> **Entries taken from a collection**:
◆ ◆ ◆ ◆ ◆ ◆ ◆

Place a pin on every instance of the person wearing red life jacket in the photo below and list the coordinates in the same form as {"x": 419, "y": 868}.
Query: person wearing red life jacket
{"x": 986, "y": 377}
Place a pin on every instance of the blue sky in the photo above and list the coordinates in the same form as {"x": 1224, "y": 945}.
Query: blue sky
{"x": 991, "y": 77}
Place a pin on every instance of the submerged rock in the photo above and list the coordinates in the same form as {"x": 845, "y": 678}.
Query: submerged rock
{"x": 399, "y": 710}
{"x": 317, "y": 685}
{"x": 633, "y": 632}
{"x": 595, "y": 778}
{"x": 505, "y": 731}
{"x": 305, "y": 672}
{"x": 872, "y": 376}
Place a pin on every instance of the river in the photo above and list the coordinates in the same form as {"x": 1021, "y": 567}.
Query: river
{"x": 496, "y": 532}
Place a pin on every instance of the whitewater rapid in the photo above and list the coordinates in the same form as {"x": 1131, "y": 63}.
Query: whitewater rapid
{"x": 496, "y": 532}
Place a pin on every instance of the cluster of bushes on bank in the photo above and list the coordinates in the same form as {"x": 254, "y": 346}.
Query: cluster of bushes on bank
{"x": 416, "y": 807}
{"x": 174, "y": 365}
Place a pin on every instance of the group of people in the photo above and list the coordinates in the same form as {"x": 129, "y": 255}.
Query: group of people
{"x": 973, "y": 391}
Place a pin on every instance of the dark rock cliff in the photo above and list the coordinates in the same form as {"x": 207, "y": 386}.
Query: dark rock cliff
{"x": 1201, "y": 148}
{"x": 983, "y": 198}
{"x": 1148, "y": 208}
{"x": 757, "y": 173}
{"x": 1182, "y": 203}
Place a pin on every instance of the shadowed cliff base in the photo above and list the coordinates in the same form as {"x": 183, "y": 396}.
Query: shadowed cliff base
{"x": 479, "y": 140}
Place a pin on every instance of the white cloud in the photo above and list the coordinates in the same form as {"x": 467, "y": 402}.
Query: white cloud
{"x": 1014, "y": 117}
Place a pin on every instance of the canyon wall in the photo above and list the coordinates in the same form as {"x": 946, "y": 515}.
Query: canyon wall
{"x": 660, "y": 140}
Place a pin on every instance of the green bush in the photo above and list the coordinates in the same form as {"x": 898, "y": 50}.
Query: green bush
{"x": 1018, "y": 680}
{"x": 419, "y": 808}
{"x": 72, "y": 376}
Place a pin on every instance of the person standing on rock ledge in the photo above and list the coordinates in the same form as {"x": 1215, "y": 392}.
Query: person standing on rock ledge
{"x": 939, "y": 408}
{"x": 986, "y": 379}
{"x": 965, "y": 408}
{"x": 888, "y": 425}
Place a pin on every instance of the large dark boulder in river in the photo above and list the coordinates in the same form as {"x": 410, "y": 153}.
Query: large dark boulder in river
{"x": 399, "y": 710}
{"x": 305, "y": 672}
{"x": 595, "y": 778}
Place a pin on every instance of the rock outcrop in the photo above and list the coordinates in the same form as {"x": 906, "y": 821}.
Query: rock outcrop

◆ ◆ ◆ ◆ ◆ ◆ ◆

> **WHAT IS NEEDED**: In the records above, find each line that mentions the word "outcrop", and copy it.

> **RESPONSE AREA**:
Place a pin on every instance of the rock outcrop in the photo above and list the coordinates in the same form as {"x": 906, "y": 821}.
Query: rock outcrop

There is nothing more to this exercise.